» Directives
• 1. Answer these three questions about the proc sql message below:
(a) On what date and at what time was the reply sent?
(b) Which discussion list is named as the sender?
(c) What does Mark S. ask in his question 1?
• 2. Which header field names appear at the top of the proc sql message below? List every one.
• 3. Can you pick up the proc sql message below after its last line and carry it on?

Date: Tue, 7 Apr 2009 05:00:40 -0700
Reply-To: Peter <crawfordsoftware@GMAIL.COM>
Sender: "SAS(r) Discussion" <SAS-L@LISTSERV.UGA.EDU>
From: Peter <crawfordsoftware@GMAIL.COM>
Organization: http://groups.google.com
Subject: Re: proc sql- distinct, macros, etc.
Content-Type: text/plain; charset=ISO-8859-1
On Apr 7, 6:30 am, marksmol...@GMAIL.COM ("Mark S.") wrote:
> Hi,
>
> I am hoping to get some clarification regarding proc sql behavior for
> which the manuals ain't cuttin' it. Any advice on helpful references would
> be greatly apprecated too. Here are some questions:
>
> 1) If you use 'select distinct [vars]', does the outputted result
> automatically get sorted by the values of columns in [vars]?

» Information shown
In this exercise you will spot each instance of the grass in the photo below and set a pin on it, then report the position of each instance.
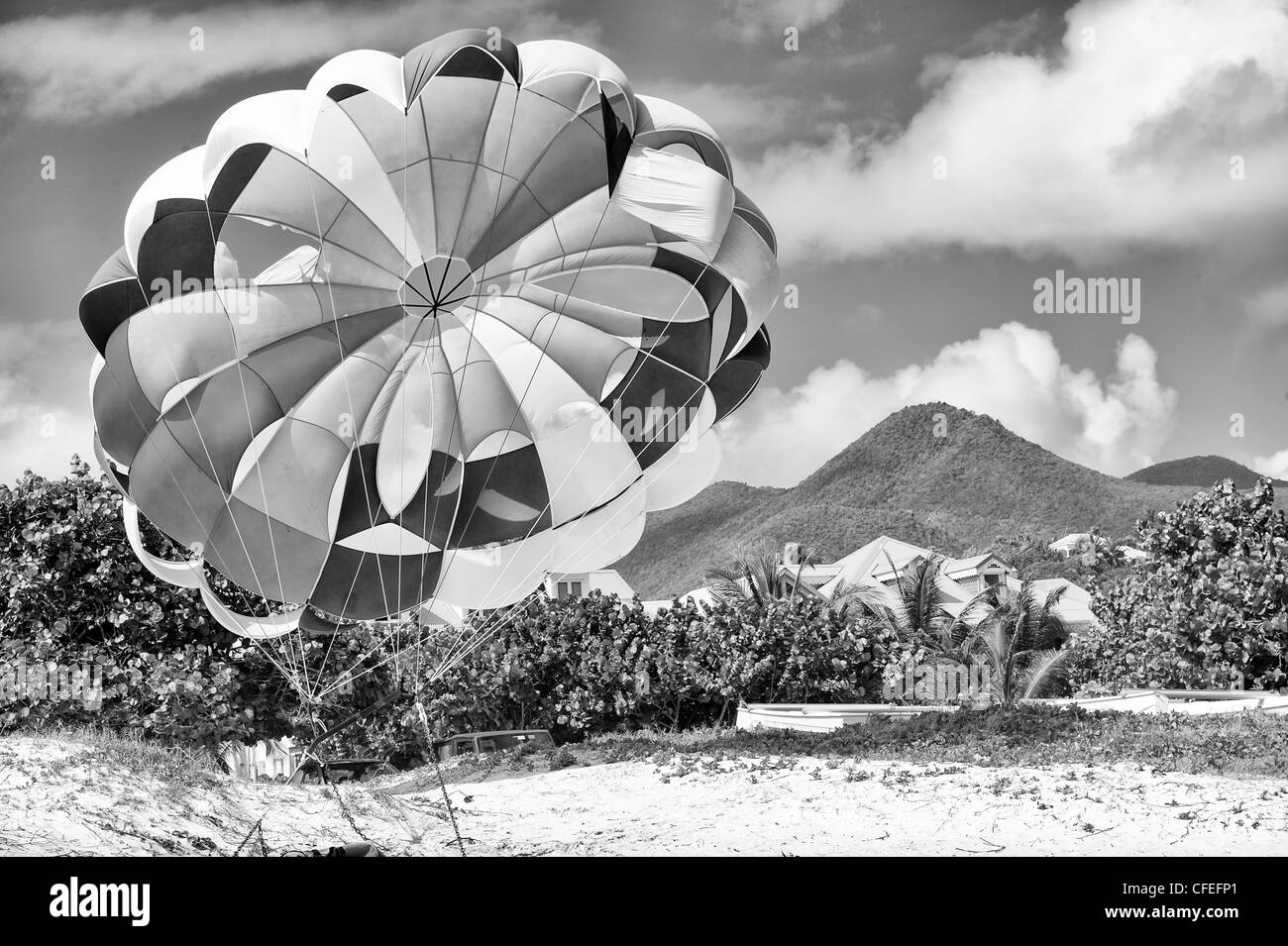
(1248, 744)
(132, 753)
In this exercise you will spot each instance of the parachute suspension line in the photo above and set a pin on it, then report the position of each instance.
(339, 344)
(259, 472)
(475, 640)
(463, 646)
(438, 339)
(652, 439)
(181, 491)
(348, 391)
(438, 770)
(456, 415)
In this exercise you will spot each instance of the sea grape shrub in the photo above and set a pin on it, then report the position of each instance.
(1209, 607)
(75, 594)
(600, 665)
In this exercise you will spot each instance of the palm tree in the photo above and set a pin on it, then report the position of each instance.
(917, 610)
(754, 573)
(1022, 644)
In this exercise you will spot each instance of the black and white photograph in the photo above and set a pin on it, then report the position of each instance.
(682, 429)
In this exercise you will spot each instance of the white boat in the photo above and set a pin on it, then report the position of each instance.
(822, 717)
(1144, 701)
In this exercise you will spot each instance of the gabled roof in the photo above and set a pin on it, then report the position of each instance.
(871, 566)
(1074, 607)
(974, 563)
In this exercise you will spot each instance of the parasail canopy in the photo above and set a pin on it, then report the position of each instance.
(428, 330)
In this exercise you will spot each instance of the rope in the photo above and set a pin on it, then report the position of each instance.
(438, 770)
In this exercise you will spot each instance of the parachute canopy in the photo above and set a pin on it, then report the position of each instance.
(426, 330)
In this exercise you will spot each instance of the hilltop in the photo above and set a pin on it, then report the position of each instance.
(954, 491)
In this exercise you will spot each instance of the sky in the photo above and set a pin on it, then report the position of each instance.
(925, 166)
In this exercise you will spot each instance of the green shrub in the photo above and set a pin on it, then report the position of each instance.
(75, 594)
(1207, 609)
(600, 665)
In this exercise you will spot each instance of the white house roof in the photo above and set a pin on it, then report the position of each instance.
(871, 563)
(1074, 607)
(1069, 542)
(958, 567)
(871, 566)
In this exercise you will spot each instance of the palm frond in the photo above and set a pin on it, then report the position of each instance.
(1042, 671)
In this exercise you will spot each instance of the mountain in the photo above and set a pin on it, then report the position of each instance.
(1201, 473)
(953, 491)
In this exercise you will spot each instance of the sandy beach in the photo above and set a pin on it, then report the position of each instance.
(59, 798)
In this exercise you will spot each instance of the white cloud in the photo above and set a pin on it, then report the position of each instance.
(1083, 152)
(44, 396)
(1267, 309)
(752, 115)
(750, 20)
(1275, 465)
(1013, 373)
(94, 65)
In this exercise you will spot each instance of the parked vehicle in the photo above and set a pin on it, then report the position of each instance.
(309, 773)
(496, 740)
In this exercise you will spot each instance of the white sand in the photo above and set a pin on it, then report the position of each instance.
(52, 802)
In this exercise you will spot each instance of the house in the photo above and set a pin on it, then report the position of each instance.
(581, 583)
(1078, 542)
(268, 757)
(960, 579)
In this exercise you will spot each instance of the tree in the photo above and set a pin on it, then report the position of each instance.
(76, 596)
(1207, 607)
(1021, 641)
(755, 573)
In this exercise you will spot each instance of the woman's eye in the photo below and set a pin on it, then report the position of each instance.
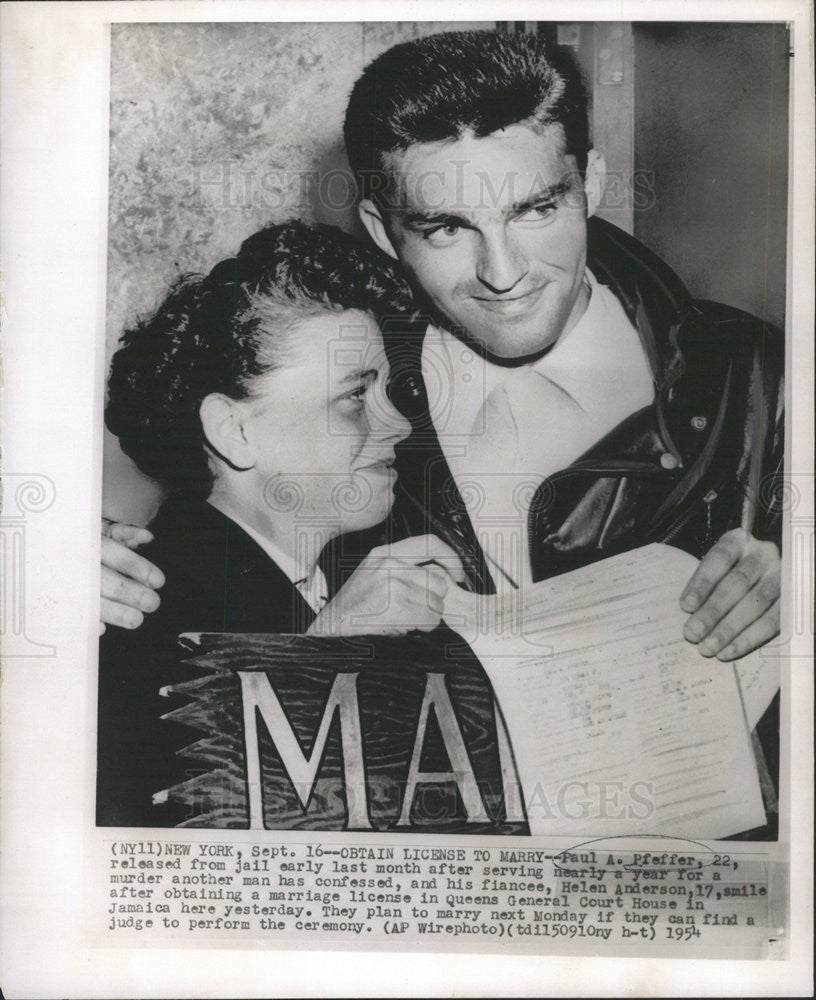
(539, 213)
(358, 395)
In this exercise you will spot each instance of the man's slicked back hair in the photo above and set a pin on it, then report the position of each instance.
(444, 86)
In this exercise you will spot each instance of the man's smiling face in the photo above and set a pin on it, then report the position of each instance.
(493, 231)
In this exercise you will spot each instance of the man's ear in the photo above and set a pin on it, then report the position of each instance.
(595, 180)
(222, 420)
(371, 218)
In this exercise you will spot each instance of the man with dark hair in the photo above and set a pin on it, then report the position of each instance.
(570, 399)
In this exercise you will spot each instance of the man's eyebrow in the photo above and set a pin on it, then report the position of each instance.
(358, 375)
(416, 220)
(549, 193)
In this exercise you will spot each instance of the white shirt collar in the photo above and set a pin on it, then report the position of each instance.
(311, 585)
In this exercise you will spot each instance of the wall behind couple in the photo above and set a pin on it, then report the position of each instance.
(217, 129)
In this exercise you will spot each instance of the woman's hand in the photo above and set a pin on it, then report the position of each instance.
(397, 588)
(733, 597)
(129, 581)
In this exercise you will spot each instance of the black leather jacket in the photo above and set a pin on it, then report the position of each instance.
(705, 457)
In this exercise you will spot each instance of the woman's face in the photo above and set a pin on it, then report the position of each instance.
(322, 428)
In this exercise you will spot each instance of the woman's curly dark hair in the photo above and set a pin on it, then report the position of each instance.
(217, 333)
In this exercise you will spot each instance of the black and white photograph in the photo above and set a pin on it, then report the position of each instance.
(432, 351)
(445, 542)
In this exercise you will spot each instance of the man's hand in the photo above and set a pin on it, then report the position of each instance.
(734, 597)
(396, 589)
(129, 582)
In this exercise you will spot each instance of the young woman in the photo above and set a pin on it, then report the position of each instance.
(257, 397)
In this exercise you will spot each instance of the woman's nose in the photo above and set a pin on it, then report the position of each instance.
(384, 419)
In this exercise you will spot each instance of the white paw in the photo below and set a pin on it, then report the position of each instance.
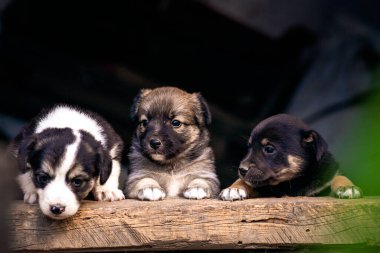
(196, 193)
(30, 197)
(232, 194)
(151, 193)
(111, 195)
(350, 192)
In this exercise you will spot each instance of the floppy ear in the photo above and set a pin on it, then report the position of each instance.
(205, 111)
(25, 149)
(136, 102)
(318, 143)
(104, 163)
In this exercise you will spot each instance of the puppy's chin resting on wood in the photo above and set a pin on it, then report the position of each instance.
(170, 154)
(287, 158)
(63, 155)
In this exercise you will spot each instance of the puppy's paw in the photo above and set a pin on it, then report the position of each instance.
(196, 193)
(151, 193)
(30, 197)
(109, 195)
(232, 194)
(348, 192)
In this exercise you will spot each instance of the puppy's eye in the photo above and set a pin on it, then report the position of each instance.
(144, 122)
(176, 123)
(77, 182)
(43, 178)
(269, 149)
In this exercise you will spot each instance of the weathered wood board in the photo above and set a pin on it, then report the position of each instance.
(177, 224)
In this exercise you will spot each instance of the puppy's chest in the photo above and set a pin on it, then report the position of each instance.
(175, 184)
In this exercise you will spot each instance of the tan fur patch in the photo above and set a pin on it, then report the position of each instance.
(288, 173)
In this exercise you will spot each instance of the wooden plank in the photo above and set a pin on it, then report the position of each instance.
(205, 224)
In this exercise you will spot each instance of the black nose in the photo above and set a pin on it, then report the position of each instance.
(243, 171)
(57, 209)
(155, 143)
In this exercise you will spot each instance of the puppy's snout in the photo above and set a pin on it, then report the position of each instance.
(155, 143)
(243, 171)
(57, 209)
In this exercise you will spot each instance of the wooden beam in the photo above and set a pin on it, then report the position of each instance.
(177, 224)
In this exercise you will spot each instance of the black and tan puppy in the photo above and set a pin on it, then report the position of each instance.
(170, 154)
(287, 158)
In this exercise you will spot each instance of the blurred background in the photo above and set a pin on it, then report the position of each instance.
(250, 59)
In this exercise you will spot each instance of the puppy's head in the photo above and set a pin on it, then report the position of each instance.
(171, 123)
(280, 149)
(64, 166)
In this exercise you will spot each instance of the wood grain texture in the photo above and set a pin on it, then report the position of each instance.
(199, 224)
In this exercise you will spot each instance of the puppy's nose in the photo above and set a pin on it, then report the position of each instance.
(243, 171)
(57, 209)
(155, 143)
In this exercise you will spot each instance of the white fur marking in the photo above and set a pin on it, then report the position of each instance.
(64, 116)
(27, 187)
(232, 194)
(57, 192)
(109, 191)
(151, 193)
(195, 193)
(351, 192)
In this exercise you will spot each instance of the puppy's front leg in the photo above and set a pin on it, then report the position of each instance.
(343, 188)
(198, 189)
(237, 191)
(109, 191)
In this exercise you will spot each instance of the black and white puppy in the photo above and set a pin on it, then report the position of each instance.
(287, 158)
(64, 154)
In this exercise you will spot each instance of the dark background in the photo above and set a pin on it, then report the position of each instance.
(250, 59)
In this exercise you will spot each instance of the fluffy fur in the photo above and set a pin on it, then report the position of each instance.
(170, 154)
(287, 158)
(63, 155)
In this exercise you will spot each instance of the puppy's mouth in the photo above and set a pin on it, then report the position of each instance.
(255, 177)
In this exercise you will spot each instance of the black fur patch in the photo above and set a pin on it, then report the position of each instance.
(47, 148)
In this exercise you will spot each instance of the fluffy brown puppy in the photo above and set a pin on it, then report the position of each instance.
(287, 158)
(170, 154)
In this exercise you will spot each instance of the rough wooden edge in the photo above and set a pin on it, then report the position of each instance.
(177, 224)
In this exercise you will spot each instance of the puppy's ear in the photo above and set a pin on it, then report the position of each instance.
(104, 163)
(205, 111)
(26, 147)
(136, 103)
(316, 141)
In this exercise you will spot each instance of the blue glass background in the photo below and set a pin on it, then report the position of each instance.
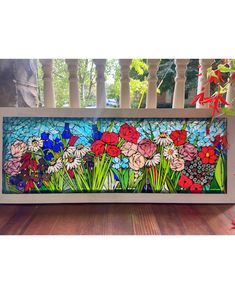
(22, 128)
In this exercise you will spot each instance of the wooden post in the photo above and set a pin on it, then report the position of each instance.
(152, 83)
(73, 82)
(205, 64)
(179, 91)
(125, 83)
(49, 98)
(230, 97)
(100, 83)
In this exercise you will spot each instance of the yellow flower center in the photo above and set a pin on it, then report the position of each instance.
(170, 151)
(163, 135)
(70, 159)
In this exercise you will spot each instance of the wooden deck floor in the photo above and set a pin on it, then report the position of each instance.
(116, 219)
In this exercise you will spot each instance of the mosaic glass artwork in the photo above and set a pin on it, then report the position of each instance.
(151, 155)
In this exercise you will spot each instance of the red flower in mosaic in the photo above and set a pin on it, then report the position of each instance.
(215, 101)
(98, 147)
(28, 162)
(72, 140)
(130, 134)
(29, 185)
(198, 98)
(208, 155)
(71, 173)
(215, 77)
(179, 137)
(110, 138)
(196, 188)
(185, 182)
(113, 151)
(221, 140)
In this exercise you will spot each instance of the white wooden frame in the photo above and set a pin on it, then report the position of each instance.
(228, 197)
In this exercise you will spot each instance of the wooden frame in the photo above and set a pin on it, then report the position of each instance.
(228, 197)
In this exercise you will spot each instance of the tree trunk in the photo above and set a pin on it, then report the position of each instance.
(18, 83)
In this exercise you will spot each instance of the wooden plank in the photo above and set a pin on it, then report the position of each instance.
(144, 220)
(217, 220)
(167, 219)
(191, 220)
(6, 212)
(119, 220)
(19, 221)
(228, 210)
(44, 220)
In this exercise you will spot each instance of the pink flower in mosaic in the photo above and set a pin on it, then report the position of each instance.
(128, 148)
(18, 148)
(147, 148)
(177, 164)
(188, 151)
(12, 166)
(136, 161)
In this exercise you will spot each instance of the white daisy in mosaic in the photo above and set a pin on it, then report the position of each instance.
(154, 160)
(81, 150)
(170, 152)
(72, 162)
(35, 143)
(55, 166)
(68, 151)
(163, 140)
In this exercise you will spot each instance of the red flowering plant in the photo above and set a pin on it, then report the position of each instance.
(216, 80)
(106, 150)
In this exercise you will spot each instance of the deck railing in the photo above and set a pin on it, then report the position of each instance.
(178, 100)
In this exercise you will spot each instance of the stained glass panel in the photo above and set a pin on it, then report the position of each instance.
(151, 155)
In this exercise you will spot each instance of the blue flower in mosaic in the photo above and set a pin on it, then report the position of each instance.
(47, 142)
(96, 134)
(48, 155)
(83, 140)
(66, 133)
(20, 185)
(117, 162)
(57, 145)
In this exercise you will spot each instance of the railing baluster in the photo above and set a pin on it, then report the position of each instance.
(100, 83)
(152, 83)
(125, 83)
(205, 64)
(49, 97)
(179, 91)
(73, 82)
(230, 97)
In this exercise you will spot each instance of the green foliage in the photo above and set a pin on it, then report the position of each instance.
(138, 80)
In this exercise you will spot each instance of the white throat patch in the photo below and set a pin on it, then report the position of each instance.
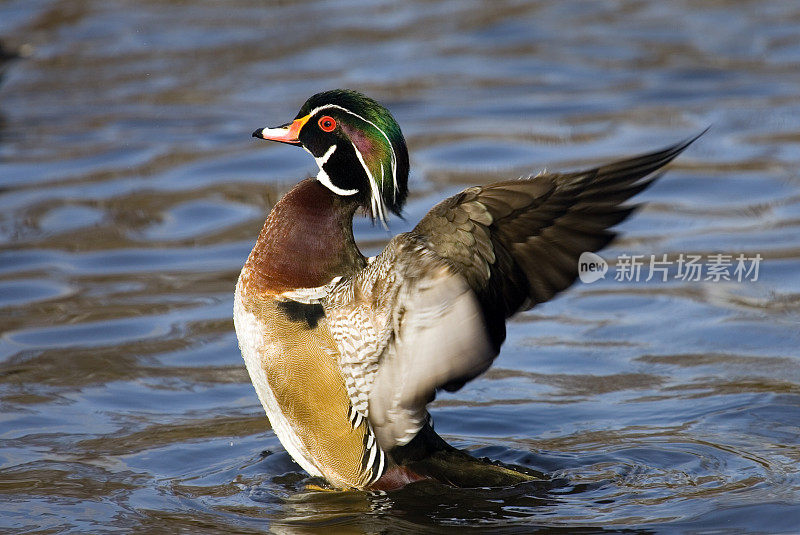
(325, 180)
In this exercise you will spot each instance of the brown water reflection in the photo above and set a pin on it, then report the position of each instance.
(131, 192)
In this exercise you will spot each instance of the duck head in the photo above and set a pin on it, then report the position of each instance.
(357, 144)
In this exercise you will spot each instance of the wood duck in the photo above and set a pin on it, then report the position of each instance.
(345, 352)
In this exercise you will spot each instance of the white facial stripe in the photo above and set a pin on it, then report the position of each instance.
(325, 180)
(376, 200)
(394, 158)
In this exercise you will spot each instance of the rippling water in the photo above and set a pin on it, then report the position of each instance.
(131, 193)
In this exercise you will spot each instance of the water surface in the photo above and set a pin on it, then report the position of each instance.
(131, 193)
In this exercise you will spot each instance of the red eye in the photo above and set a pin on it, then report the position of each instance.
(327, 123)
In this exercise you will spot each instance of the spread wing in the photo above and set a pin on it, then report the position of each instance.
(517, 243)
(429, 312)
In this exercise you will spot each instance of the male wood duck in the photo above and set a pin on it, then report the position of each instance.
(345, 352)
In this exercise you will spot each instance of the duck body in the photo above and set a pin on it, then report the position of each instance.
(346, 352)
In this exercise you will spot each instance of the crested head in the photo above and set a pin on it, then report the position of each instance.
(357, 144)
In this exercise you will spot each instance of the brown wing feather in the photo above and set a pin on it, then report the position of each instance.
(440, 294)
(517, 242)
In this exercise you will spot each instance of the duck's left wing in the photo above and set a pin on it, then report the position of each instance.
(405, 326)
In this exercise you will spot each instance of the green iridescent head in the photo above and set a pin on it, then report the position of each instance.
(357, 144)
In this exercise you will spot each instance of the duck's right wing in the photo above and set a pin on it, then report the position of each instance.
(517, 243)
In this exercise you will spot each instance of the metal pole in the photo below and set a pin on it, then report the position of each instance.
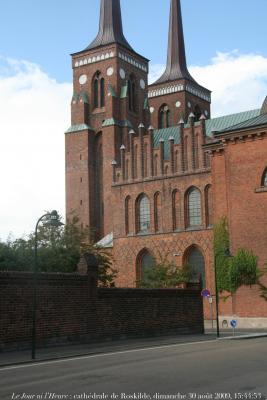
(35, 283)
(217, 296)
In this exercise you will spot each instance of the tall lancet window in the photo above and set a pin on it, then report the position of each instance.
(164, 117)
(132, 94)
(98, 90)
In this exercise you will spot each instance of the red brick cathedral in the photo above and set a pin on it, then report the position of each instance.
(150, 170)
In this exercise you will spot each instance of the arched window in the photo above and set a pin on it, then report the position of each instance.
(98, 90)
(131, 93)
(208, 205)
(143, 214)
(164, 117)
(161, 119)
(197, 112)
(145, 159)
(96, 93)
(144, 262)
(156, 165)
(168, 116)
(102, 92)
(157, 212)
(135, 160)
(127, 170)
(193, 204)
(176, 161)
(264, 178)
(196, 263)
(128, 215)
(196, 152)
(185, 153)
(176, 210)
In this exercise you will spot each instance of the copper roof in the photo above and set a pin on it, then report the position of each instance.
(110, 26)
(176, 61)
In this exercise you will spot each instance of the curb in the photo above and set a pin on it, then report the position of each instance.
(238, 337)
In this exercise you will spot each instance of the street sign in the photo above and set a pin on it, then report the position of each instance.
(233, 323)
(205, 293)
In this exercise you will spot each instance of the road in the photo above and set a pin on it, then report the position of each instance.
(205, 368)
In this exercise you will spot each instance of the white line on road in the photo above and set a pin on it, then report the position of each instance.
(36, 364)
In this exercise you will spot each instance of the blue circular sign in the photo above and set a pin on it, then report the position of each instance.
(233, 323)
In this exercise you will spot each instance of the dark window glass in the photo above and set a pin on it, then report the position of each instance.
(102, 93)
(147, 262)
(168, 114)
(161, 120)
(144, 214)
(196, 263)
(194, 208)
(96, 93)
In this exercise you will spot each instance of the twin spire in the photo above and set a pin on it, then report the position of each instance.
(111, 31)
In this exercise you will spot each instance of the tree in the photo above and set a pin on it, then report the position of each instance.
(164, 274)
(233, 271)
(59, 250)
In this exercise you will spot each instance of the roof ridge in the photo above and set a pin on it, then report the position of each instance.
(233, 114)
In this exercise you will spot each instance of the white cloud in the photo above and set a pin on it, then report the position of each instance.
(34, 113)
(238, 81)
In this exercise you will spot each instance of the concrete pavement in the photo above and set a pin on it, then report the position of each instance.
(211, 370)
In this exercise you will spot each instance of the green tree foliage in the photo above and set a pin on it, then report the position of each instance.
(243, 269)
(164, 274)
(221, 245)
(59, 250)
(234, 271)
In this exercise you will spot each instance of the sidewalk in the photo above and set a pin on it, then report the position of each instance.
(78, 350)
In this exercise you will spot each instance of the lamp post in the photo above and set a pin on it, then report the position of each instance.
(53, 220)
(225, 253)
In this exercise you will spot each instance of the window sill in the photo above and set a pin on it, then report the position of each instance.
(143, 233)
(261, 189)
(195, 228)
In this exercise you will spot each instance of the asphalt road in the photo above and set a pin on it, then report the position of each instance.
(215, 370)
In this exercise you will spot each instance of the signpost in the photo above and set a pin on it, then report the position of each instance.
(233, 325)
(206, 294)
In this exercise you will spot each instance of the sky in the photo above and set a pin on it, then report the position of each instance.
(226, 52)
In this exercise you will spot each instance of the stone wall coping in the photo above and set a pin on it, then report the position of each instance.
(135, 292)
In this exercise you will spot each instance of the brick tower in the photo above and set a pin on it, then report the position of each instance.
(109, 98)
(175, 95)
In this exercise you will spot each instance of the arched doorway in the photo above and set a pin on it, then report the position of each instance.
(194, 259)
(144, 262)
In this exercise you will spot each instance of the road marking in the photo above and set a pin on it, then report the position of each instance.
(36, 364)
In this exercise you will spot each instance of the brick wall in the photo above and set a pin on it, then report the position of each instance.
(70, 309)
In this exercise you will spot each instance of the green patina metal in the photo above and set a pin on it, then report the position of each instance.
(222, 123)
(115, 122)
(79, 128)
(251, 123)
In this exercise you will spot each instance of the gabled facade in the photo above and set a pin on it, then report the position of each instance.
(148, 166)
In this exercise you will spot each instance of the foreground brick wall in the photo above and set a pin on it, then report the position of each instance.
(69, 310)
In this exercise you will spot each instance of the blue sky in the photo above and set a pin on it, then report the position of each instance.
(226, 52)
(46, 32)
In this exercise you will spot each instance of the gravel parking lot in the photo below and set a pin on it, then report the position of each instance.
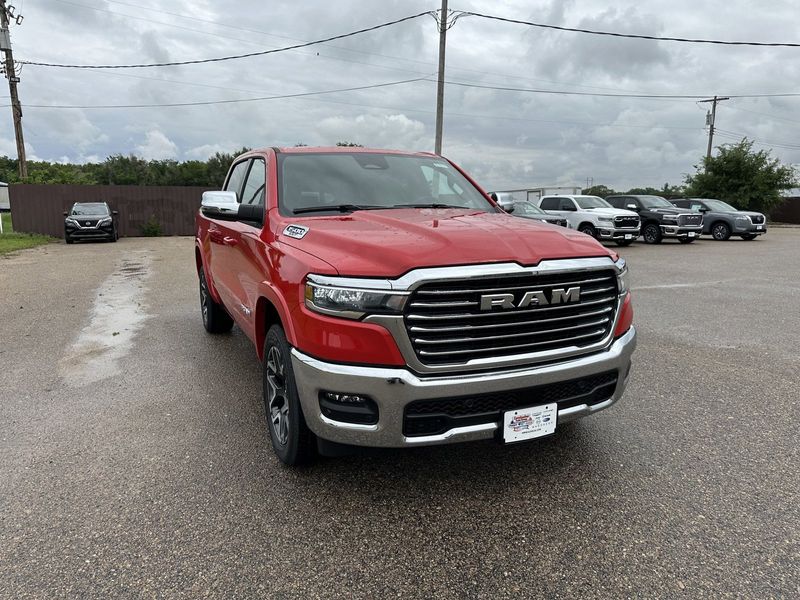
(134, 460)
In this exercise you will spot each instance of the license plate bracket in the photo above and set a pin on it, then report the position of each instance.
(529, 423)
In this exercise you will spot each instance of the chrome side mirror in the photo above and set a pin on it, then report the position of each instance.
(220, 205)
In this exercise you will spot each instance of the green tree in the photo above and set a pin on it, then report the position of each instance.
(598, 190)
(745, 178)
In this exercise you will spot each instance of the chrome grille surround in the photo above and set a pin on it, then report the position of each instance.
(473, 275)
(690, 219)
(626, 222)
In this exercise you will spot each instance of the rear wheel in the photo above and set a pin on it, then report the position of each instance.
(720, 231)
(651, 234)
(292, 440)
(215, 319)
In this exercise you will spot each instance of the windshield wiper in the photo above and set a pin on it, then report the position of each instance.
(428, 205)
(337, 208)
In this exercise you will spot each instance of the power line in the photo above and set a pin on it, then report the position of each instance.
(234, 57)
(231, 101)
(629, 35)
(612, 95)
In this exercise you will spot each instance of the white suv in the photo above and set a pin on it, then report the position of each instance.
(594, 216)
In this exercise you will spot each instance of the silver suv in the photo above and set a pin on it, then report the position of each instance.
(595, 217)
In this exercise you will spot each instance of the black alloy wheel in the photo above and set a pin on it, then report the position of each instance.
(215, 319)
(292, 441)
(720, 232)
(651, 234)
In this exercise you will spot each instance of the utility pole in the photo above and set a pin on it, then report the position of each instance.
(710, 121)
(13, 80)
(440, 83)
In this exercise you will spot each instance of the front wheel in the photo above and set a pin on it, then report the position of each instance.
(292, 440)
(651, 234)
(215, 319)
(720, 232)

» Outputs by task
• 1.
(a) Tue, 7 Apr 2009, at 05:00:40 -0700.
(b) "SAS(r) Discussion" <SAS-L@LISTSERV.UGA.EDU>.
(c) He asks whether the result of 'select distinct [vars]' automatically gets sorted by the values of the columns in [vars].

• 2. Date, Reply-To, Sender, From, Organization, Subject, Content-Type

• 3.
>
> 2) When creating macro variables in proc sql using the 'separated by'
> clause, is the order of the individual values in the incoming dataset
> maintained when 'strung out' to form the values of the macro variable. For
> example, if you have a dataset called 'mydata' sorted on the ID field,
>
> ID Name
> 1 Joe
> 2 Goober
> 3 Zeke
>
> and you submit,
>
> proc sql;
> select name into :macrovar_name separated by ' ' from mydata;
> quit;
>
> will proc sql always respect the order of the data on input to give me
> 'Joe Goober Zeke' as the value of the macro variable, or, will it possibly
> change it? For instance, might it instead reorder the values based on
> sorted values of the 'name' field (ie. 'Goober Joe Zeke'), or, obey
> an 'order by' clause that perhaps tells it to sort by some other field not
> shown? I guess I am not to sure about timing in proc sql, especially with
> macro variable creation and the 'order by' clause.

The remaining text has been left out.